---- Excerpted records

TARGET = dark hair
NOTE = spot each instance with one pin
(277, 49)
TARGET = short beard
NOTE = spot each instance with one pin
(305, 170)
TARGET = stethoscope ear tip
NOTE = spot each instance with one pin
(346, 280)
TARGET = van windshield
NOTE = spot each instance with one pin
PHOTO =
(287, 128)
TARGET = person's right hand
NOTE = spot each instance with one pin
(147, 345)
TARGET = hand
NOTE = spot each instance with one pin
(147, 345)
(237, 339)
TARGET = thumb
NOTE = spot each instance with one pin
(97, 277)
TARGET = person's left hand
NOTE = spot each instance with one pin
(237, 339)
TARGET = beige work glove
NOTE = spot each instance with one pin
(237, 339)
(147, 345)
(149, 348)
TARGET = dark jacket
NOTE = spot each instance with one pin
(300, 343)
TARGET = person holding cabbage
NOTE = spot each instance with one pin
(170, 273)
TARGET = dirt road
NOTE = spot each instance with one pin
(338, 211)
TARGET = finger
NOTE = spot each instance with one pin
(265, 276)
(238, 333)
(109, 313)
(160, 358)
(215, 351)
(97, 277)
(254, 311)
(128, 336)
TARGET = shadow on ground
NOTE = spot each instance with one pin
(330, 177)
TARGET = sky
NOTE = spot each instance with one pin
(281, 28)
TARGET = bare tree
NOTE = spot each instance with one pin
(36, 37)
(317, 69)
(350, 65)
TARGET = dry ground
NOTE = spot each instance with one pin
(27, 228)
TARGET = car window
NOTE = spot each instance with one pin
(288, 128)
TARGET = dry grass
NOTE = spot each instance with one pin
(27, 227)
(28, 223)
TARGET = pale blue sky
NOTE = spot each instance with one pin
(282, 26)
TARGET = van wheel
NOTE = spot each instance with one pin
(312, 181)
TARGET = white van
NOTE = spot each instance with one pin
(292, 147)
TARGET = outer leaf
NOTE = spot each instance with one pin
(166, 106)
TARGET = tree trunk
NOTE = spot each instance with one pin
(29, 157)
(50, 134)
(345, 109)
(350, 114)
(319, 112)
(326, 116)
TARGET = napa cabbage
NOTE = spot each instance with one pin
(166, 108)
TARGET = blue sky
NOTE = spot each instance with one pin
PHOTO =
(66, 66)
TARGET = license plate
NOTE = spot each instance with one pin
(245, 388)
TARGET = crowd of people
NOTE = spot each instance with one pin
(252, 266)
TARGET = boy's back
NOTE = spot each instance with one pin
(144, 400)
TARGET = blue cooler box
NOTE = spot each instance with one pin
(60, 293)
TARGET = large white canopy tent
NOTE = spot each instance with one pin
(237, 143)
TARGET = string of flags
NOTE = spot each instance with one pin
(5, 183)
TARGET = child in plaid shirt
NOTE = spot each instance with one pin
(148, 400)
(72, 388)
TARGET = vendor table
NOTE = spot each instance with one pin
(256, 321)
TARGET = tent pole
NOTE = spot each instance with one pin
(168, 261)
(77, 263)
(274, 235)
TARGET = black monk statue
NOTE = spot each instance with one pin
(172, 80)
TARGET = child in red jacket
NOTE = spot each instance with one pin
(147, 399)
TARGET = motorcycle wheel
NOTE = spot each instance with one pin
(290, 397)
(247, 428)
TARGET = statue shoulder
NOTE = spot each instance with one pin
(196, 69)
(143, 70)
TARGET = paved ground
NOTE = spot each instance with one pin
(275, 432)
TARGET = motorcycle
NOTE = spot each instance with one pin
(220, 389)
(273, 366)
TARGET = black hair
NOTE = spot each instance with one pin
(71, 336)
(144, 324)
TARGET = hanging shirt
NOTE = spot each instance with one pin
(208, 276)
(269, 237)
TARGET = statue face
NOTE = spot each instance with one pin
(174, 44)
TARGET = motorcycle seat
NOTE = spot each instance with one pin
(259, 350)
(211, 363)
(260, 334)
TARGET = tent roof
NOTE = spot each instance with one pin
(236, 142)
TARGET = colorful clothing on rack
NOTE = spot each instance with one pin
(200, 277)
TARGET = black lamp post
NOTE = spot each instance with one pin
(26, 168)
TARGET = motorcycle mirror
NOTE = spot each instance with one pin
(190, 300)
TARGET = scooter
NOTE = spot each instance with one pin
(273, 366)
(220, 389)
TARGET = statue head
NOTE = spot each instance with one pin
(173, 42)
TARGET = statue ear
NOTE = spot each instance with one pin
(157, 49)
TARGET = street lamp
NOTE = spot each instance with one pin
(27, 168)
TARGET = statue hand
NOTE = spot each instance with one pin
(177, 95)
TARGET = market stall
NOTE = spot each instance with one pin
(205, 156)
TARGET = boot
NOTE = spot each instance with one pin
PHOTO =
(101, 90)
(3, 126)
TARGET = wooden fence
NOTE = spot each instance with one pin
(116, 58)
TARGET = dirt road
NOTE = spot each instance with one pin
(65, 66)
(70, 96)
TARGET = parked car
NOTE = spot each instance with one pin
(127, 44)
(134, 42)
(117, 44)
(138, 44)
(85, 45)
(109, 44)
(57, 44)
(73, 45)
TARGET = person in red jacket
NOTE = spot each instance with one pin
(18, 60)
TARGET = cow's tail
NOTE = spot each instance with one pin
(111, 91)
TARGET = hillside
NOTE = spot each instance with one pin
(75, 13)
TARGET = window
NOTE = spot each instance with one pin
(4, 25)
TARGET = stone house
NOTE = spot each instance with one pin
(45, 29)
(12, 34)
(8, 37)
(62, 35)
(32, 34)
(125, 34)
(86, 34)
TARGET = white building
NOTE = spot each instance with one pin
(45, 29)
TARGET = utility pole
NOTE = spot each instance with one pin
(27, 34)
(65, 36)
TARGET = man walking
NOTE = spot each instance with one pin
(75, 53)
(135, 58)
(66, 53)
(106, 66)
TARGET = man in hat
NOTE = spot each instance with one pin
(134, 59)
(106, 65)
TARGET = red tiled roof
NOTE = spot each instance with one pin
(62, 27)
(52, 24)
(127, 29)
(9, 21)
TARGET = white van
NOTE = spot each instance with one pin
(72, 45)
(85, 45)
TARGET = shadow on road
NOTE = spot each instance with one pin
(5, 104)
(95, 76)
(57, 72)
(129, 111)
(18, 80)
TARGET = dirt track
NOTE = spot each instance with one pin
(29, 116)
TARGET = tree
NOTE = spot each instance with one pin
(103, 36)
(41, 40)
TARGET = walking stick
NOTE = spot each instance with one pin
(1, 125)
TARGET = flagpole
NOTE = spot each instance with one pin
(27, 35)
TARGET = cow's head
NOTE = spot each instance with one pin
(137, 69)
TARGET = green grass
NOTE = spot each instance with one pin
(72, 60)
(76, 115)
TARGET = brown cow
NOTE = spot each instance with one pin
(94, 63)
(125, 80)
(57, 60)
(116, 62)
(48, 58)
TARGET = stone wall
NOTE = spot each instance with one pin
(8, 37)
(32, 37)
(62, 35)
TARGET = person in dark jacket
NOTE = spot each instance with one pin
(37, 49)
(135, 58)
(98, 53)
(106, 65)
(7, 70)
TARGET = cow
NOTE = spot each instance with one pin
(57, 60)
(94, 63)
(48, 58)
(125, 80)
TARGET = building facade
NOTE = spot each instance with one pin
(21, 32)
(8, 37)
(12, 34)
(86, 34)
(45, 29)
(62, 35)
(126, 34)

--------

▸ **Problem requirements**
Repeat the material word for word, in full.

▸ **Response to this task**
TARGET = dark hair
NOTE = spot each instance with one pin
(277, 49)
TARGET = short beard
NOTE = spot each instance with one pin
(305, 170)
TARGET = stethoscope ear tip
NOTE = spot each instance with one pin
(346, 280)
TARGET = van windshield
NOTE = spot each instance with one pin
PHOTO =
(287, 128)
TARGET = person's right hand
NOTE = spot each instance with one pin
(147, 345)
TARGET = hand
NOTE = spot each instance with one pin
(147, 345)
(237, 339)
TARGET = thumb
NOTE = spot each instance with one pin
(97, 277)
TARGET = person's left hand
NOTE = spot each instance with one pin
(237, 339)
TARGET = beige work glove
NOTE = spot each instance with one pin
(237, 339)
(147, 345)
(149, 348)
TARGET = dark jacket
NOTE = spot each instance with one pin
(300, 343)
TARGET = person holding cabbage
NOTE = spot each instance with one pin
(170, 273)
TARGET = dirt road
NOTE = spot each instance with one pin
(338, 211)
TARGET = finger
NOTE = spot each instance with one pin
(265, 276)
(238, 333)
(109, 313)
(160, 358)
(215, 351)
(97, 277)
(254, 311)
(128, 336)
TARGET = shadow on ground
NOTE = spot each instance with one pin
(330, 177)
TARGET = sky
NOTE = spot each instance with one pin
(281, 28)
TARGET = bare tree
NOTE = spot each instance with one pin
(36, 37)
(317, 69)
(350, 65)
TARGET = dry ground
NOTE = spot each instance with one pin
(27, 228)
TARGET = car window
NOTE = spot each instance with one pin
(288, 128)
TARGET = dry grass
NOTE = spot each instance with one pin
(27, 227)
(28, 223)
TARGET = pale blue sky
NOTE = spot each instance with one pin
(282, 26)
TARGET = van wheel
NOTE = spot each instance with one pin
(312, 181)
TARGET = white van
NOTE = spot each instance with one pin
(292, 147)
TARGET = outer leaf
NOTE = spot each instance with one pin
(166, 106)
TARGET = tree trunk
NOTE = spot each instance with one pin
(29, 157)
(50, 134)
(345, 109)
(350, 114)
(319, 112)
(326, 116)
TARGET = napa cabbage
NOTE = spot each instance with one pin
(166, 108)
TARGET = blue sky
NOTE = spot each instance with one pin
PHOTO =
(66, 66)
TARGET = license plate
NOTE = spot each instance with one pin
(245, 388)
TARGET = crowd of people
NOTE = spot each instance with one pin
(252, 266)
TARGET = boy's back
NOTE = spot each instance with one pin
(144, 400)
TARGET = blue cooler box
NOTE = spot each instance with one pin
(60, 293)
TARGET = large white canopy tent
NOTE = spot each instance with one pin
(237, 143)
TARGET = string of flags
NOTE = spot each instance with one pin
(5, 183)
TARGET = child in plaid shirt
NOTE = spot each instance with one pin
(148, 400)
(72, 388)
TARGET = vendor table
NOTE = spot each instance with one pin
(256, 321)
TARGET = tent pole
NOTE = spot each instance with one pin
(168, 261)
(77, 263)
(274, 235)
TARGET = black monk statue
NOTE = spot each instance with one pin
(172, 80)
TARGET = child in red jacket
NOTE = spot each instance with one pin
(147, 399)
TARGET = motorcycle wheel
NOTE = spot each instance with one pin
(290, 397)
(247, 428)
TARGET = statue shoulder
NOTE = spot each instance with one pin
(196, 69)
(143, 70)
TARGET = paved ground
NOTE = spot each instance with one pin
(275, 432)
TARGET = motorcycle
NOTE = spot each instance with one pin
(220, 389)
(273, 366)
TARGET = black hair
NOTE = spot each instance with one pin
(71, 336)
(144, 324)
TARGET = hanging shirt
NOTE = spot each instance with one pin
(208, 276)
(269, 237)
TARGET = statue face
NOTE = spot each instance with one pin
(174, 44)
TARGET = motorcycle seat
NOTE = spot each instance with one pin
(259, 350)
(211, 363)
(260, 334)
TARGET = tent roof
NOTE = spot each instance with one pin
(236, 142)
TARGET = colorful clothing on rack
NOTE = spot each instance with one pin
(200, 277)
TARGET = black lamp post
NOTE = spot each instance with one pin
(26, 168)
TARGET = motorcycle mirror
NOTE = spot each instance with one pin
(190, 300)
TARGET = scooter
NOTE = spot each instance with one pin
(273, 366)
(220, 389)
TARGET = statue head
NOTE = spot each instance with one pin
(173, 42)
TARGET = statue ear
NOTE = spot each instance with one pin
(157, 49)
TARGET = street lamp
NOTE = spot each instance with one pin
(27, 168)
TARGET = statue hand
NOTE = spot each instance with one pin
(177, 95)
TARGET = market stall
NOTE = spot each instance with one pin
(205, 156)
TARGET = boot
NOTE = spot each instance with one pin
PHOTO =
(101, 90)
(3, 126)
TARGET = wooden fence
NOTE = spot each instance with one pin
(116, 58)
TARGET = dirt road
NOTE = spot each instance with one pin
(65, 66)
(70, 96)
TARGET = parked car
NOTE = spot each instance with one pin
(127, 44)
(134, 42)
(117, 44)
(138, 44)
(85, 45)
(109, 44)
(57, 44)
(73, 45)
TARGET = person in red jacket
NOTE = spot each instance with one pin
(18, 60)
TARGET = cow's tail
NOTE = spot each instance with one pin
(111, 91)
TARGET = hillside
NOTE = spot each instance with one pin
(75, 13)
TARGET = window
NOTE = spot each instance with one pin
(4, 25)
TARGET = stone house
NOTE = spot each instance with one pin
(45, 29)
(12, 34)
(8, 37)
(62, 35)
(32, 34)
(125, 34)
(86, 34)
TARGET = white building
NOTE = spot each instance with one pin
(45, 29)
TARGET = utility pole
NOTE = spot each instance with one pin
(27, 34)
(65, 36)
TARGET = man walking
NOTE = spot each instance with one pin
(75, 53)
(135, 58)
(66, 53)
(106, 66)
TARGET = man in hat
NOTE = spot each instance with one pin
(134, 59)
(106, 65)
TARGET = red tiled roof
NOTE = spot each instance with one pin
(62, 27)
(52, 24)
(127, 29)
(9, 21)
TARGET = white van
NOTE = spot each instance with one pin
(72, 45)
(85, 45)
TARGET = shadow on road
NOTE = spot each instance with one pin
(5, 104)
(95, 76)
(57, 72)
(129, 111)
(18, 80)
TARGET = dirt track
NOTE = spot each instance with one pin
(29, 116)
TARGET = tree
NOTE = spot each instance with one pin
(103, 36)
(41, 40)
TARGET = walking stick
NOTE = spot each instance with one pin
(1, 125)
TARGET = flagpole
NOTE = spot each instance with one pin
(27, 35)
TARGET = cow's head
NOTE = spot each instance with one pin
(137, 69)
TARGET = green grass
NOTE = spot each instance with one pin
(72, 60)
(76, 115)
TARGET = brown cow
NOTE = spot each instance with one pin
(94, 63)
(125, 80)
(57, 60)
(116, 62)
(48, 58)
TARGET = stone wall
NOTE = spot each instance with one pin
(8, 37)
(32, 37)
(62, 35)
TARGET = person in dark jacket
NOTE = spot each instance with one pin
(37, 49)
(135, 58)
(98, 53)
(106, 65)
(7, 70)
TARGET = cow
NOTE = spot each instance with one pin
(57, 60)
(94, 63)
(48, 58)
(125, 80)
TARGET = building facade
NOTE = spot each instance with one pin
(21, 32)
(8, 37)
(12, 34)
(86, 34)
(45, 29)
(62, 35)
(126, 34)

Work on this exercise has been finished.